— start Selected text —

Efficient 68030
Volume Number: 8
Issue Number: 5
Column Tag: Efficient coding
Efficient 68030 Programming
Optimizing your code to run faster on the 68030
By Mike Scanlin, MacTutor Regular Contributing Author
So you want to optimize your code to run faster on the 68030? Well, good for
you. This article will help. Most of these optimizations apply to running on the
68020/040, too, and in no case will any of these optimizations make your code run
slower on a non-030 machine (like the 68000). These optimizations are not language
specific, although most of the examples given here are in Think C and assembly.
The two most important things you need to know in order to make your program
run fast on a 68030 are: (1) How to intelligently align your code and data and (2) How
to use the data and instruction caches effectively. Once you understand a few basic
attributes of the 030 you can do a few things to your code without much work to ensure
that you have optimal cache use and alignment.
How much difference will it make, you ask? Using these techniques you can save
about 15% on your subroutine calling overhead, 25% to 50% on some of your 32-bit
memory accesses (reading or writing longs, Ptrs, Handles, etc), 60% on your
NewHandleClear calls and more. Taken in sum these things are likely to make a
noticeable difference in your code’s performance when running on an 030.

— end Selected text —
— start Stored records —

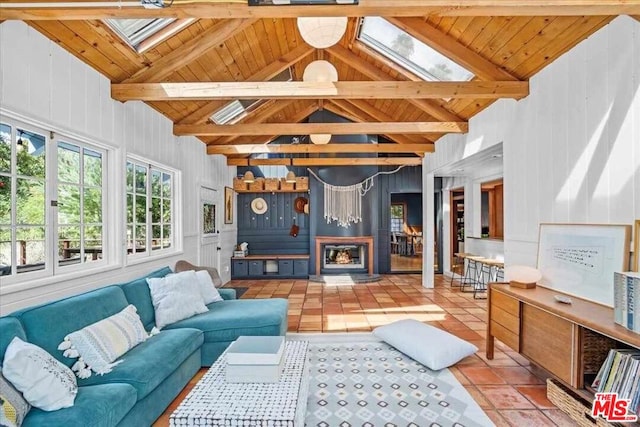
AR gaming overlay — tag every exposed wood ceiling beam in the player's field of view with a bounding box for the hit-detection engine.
[207,143,434,155]
[227,157,422,166]
[206,102,318,145]
[178,121,469,136]
[328,45,462,122]
[178,43,315,123]
[124,18,256,83]
[387,17,519,80]
[111,80,529,101]
[331,99,433,144]
[1,0,640,21]
[205,99,296,144]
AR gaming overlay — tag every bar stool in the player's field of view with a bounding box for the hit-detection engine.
[449,252,473,288]
[460,254,482,292]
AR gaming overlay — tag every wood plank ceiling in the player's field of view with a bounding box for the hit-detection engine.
[0,0,640,163]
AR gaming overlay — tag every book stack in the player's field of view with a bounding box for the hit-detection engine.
[226,336,285,383]
[591,349,640,414]
[613,273,640,333]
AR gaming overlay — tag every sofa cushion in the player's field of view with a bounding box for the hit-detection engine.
[0,317,27,366]
[14,286,129,366]
[78,328,203,400]
[22,384,136,427]
[118,267,172,331]
[166,298,287,342]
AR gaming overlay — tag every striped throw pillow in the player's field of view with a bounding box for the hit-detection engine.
[58,305,149,378]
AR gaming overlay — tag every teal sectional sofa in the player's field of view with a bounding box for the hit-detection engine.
[0,268,287,427]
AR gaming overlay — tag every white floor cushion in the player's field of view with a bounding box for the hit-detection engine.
[373,319,478,371]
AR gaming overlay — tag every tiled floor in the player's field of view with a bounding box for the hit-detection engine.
[156,274,575,427]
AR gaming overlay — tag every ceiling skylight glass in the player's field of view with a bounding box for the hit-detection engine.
[358,16,474,81]
[211,68,293,125]
[105,18,175,49]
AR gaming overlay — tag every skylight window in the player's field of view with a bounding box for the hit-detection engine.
[358,16,474,81]
[211,68,293,125]
[105,18,175,50]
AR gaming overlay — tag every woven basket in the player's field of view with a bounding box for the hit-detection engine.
[296,176,309,190]
[233,178,248,191]
[249,178,264,191]
[264,178,280,191]
[280,178,296,191]
[547,378,615,427]
[582,328,620,374]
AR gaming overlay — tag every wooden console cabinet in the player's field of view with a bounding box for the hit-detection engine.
[486,283,640,396]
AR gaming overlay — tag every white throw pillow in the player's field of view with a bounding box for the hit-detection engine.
[147,271,208,329]
[195,270,222,305]
[373,319,478,371]
[2,337,78,411]
[58,304,148,378]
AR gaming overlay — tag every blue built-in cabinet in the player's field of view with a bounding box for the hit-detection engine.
[238,192,313,255]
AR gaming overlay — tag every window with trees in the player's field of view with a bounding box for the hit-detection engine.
[127,159,174,256]
[391,203,404,233]
[358,16,474,81]
[0,120,106,279]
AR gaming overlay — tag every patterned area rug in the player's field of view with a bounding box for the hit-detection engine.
[287,334,493,427]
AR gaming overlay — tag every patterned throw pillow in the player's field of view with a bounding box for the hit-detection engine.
[2,337,78,411]
[58,305,149,378]
[0,373,31,427]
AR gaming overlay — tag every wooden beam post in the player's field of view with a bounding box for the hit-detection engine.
[111,80,529,101]
[180,121,468,136]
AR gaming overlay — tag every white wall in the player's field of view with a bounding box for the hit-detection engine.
[424,16,640,274]
[0,21,237,314]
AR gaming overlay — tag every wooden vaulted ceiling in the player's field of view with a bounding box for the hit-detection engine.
[0,0,640,163]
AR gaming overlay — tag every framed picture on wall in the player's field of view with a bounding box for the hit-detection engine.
[538,224,631,307]
[224,187,233,224]
[202,202,216,234]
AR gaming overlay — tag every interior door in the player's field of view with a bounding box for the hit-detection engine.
[198,187,224,271]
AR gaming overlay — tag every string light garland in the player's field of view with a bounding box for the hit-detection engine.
[307,165,406,228]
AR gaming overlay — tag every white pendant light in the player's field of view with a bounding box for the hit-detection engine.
[302,60,338,82]
[309,133,331,144]
[298,16,348,49]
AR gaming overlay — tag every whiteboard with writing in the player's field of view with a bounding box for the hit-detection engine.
[538,224,631,307]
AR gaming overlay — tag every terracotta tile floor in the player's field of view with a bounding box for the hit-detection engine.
[155,274,575,427]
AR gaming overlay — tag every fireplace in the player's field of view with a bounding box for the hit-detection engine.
[322,244,366,270]
[316,236,373,274]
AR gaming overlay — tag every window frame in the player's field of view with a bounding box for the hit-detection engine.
[355,16,476,82]
[122,154,182,265]
[0,113,112,288]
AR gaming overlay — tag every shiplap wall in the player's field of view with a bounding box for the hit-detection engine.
[425,16,640,278]
[0,21,236,313]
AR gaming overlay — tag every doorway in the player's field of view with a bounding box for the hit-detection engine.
[389,193,424,272]
[449,188,464,265]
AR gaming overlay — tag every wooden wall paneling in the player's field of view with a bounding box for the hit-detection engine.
[480,16,531,64]
[29,21,127,81]
[260,18,287,59]
[74,21,144,75]
[502,17,580,75]
[514,16,613,76]
[447,16,476,42]
[390,18,516,80]
[457,16,493,48]
[488,16,553,65]
[282,18,303,50]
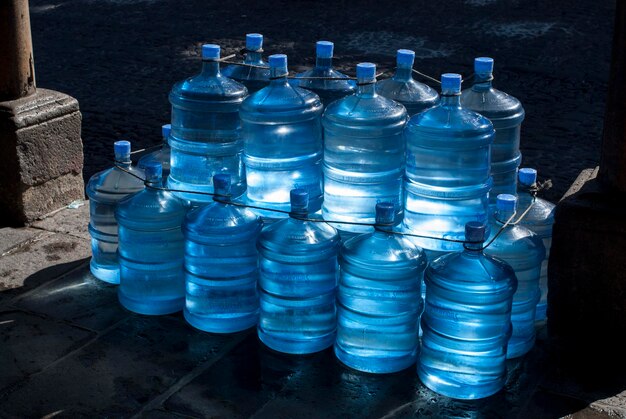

— end Stored records —

▸ Task requirements
(a) Answer these about the 68030 article:
(i) In what languages are most of its examples given?
(ii) How much can be saved on NewHandleClear calls?
(iii) What issue number is listed?
(b) Count the lines in the rows that contain the string "throw", matching case exactly, and reply with the number alone.
The article and the rows are unrelated material.

▸ Expected results
(a)
(i) Think C and assembly
(ii) 60%
(iii) 5

(b) 3